Excerpts from point annotation data
-=-=-=-=-

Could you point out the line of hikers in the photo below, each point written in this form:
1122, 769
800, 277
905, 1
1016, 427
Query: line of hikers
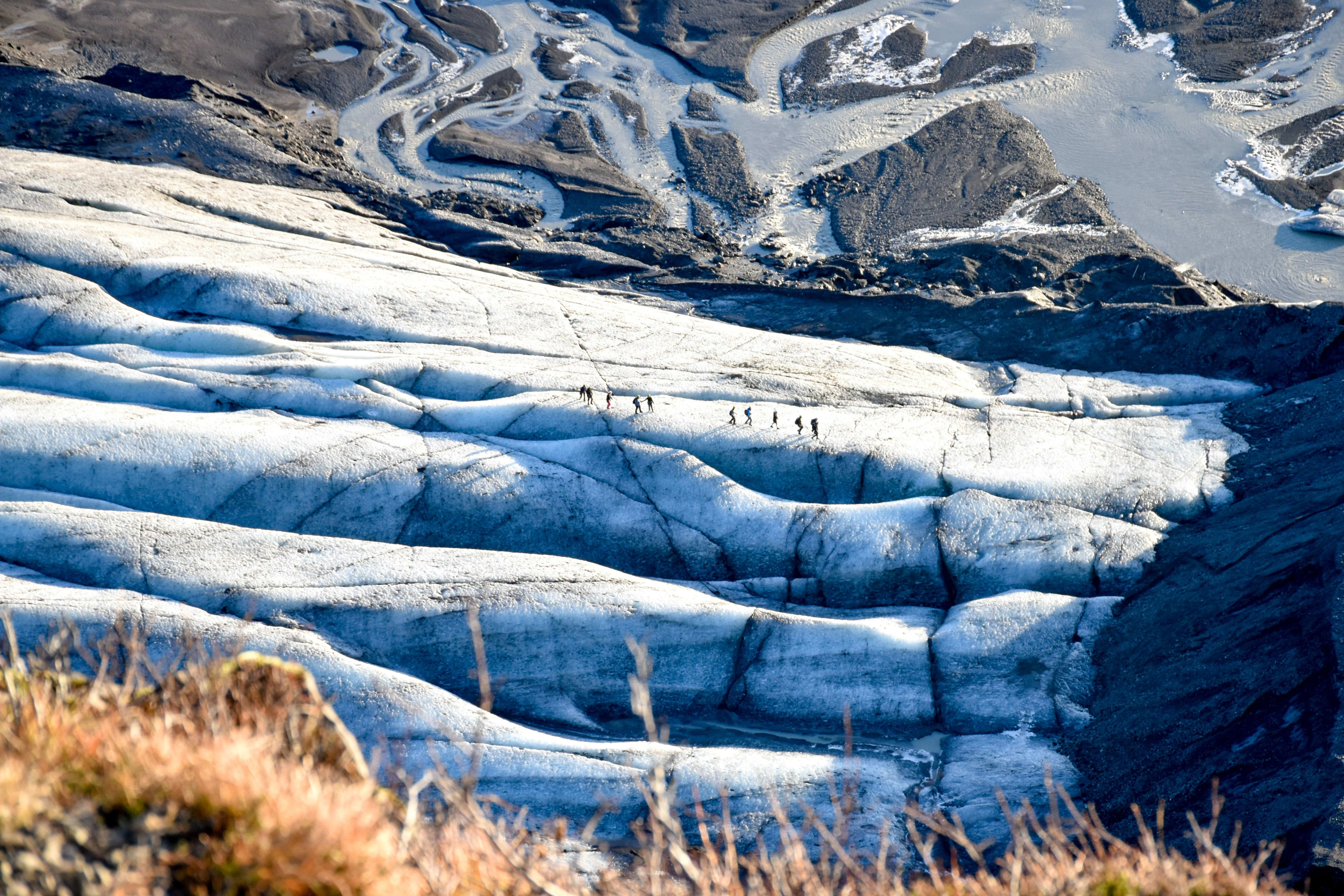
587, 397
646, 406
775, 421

-=-=-=-=-

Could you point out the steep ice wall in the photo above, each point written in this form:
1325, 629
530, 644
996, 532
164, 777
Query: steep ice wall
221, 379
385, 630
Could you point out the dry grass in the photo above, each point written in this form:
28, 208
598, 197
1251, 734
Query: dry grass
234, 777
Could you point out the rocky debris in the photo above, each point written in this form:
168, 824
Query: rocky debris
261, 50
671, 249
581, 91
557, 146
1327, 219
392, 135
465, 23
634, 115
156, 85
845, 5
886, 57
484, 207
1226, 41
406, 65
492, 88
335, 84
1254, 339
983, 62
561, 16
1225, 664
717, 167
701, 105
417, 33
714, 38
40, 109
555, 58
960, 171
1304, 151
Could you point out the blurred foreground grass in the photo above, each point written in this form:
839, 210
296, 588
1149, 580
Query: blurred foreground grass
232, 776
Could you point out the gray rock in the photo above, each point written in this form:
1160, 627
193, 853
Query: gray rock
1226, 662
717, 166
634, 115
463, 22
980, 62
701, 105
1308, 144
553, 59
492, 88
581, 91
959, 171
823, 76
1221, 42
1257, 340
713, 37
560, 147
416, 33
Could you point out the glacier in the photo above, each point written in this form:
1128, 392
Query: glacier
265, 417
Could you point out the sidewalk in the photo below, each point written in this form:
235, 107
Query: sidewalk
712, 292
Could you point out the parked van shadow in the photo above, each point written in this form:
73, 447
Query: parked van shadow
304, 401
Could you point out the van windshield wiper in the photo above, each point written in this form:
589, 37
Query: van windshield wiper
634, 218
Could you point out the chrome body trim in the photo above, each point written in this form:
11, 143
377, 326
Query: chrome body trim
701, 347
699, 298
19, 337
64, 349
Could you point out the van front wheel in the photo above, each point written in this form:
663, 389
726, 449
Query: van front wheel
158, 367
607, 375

-=-=-=-=-

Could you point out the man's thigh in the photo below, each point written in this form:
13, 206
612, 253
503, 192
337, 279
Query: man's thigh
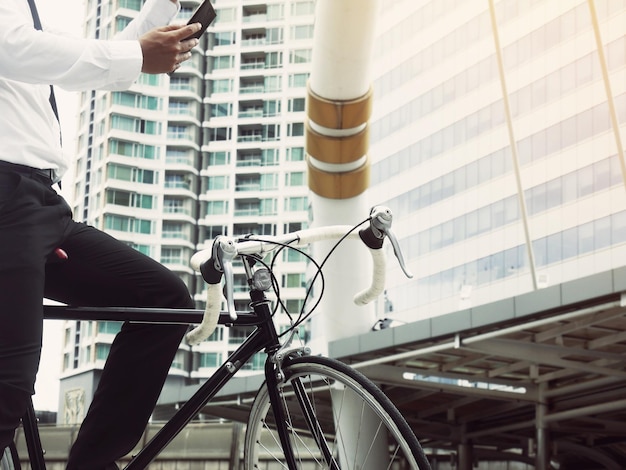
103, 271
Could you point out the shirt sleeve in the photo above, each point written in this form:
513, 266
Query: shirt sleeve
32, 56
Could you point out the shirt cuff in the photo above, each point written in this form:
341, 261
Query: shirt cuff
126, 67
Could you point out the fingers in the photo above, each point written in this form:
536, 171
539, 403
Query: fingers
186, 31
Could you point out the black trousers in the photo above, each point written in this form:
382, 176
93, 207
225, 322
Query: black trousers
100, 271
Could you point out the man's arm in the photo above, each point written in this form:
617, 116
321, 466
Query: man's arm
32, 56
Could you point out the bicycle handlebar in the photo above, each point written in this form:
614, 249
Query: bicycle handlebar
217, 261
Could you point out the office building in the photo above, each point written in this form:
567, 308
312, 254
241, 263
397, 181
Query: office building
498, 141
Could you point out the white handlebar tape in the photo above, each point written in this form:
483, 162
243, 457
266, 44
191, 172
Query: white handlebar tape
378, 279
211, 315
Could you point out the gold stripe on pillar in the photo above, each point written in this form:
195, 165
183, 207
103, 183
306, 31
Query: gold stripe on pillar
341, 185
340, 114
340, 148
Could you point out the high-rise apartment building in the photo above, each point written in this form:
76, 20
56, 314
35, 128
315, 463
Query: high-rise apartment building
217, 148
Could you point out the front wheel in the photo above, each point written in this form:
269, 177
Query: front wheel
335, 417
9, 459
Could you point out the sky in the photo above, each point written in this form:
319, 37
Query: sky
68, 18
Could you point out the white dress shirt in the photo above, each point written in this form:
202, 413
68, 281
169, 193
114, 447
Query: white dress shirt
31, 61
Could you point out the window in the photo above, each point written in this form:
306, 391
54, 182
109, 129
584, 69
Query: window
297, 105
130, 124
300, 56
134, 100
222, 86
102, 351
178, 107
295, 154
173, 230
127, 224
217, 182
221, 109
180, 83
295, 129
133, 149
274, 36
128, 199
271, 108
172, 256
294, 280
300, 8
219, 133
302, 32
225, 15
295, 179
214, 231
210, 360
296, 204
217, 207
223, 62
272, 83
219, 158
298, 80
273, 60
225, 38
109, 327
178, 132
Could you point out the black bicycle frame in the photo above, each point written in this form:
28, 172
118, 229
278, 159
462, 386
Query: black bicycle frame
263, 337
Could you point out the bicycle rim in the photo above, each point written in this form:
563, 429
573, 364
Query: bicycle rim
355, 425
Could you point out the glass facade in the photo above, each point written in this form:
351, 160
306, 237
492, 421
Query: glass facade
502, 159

-=-=-=-=-

What is required -> Select every line of the records above that contains the word "rocky" and copy each one out.

The output ->
Could you point out the rocky debris in the photo above, each point written in this form:
Query: rocky debris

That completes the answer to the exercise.